WHAT YOU WILL DO:
Return, word for word, only the lines from the one containing "box: [432, 599, 496, 661]" through the last line of the entries.

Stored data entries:

────

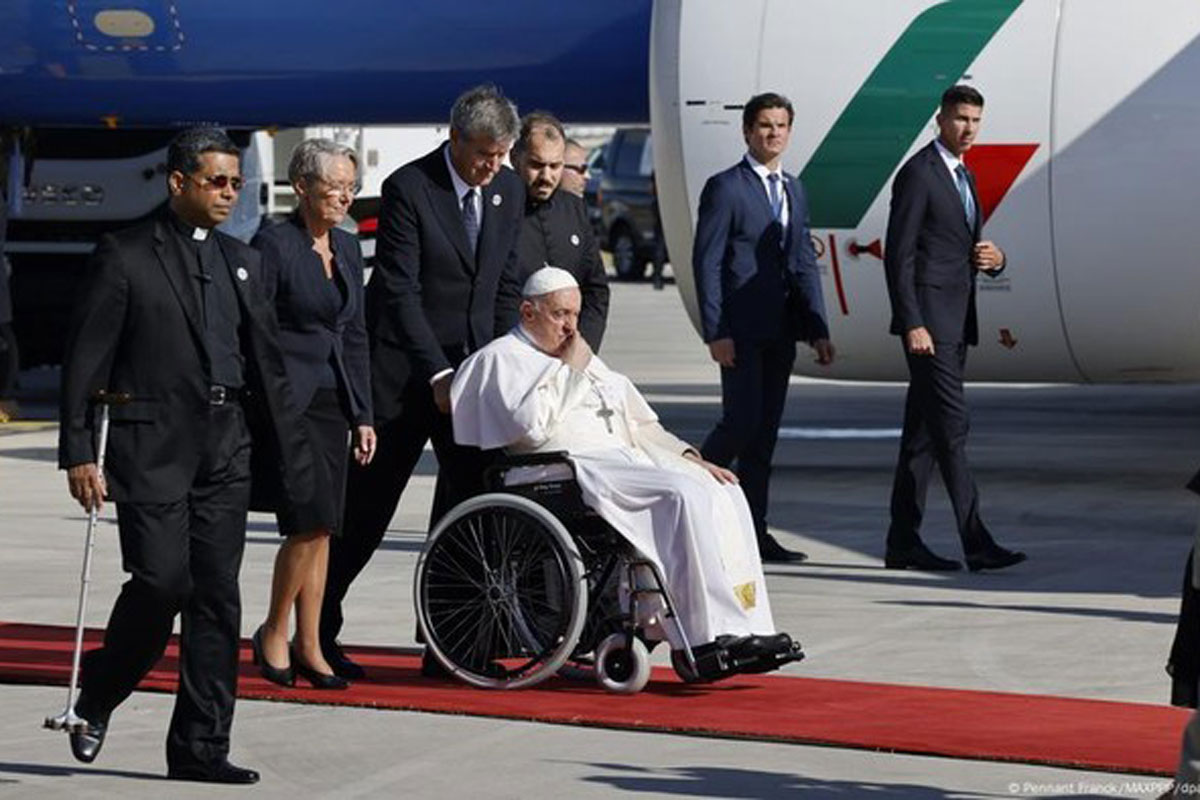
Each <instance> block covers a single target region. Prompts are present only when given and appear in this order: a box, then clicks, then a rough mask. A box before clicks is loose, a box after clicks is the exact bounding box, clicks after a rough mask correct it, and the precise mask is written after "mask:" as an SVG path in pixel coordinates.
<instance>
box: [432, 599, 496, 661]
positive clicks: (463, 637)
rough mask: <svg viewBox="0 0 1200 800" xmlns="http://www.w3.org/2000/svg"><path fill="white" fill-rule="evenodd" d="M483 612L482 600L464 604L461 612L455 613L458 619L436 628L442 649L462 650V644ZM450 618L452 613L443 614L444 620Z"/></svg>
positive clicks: (462, 645)
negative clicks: (469, 605)
mask: <svg viewBox="0 0 1200 800" xmlns="http://www.w3.org/2000/svg"><path fill="white" fill-rule="evenodd" d="M485 613H486V604H485V603H482V602H478V603H473V604H472V606H464V607H463V609H462V613H461V614H457V616H458V619H457V621H456V622H454V626H452V627H449V628H439V630H438V636H437V639H438V644H440V645H442V648H443V650H446V651H449V652H462V650H463V644H464V643H466V642H467V639H468V638H469V637H470V634H472V632H473V631H476V624H478V621H479V620H480V619H481V618H482V615H484V614H485ZM452 618H454V616H452V615H449V614H448V615H445V619H446V620H450V619H452Z"/></svg>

────

RESPONSE BOX:
box: [432, 599, 496, 661]
positive clicks: (463, 637)
rough mask: <svg viewBox="0 0 1200 800" xmlns="http://www.w3.org/2000/svg"><path fill="white" fill-rule="evenodd" d="M483 612L482 600L464 604L461 612L455 613L458 619L436 628L442 649L462 650V644ZM450 618L452 613L443 614L444 620Z"/></svg>
positive clicks: (462, 645)
negative clicks: (469, 605)
mask: <svg viewBox="0 0 1200 800" xmlns="http://www.w3.org/2000/svg"><path fill="white" fill-rule="evenodd" d="M485 613H486V604H485V603H482V602H478V603H473V604H472V606H464V607H463V609H462V613H461V614H457V616H458V619H457V621H456V622H454V626H452V627H449V628H439V630H438V636H437V639H438V644H440V645H442V648H443V650H446V651H449V652H462V650H463V644H464V643H466V642H467V639H468V638H469V637H470V634H472V632H473V631H476V624H478V621H479V620H480V619H481V618H482V615H484V614H485ZM452 618H454V616H452V615H449V614H448V615H445V619H446V620H450V619H452Z"/></svg>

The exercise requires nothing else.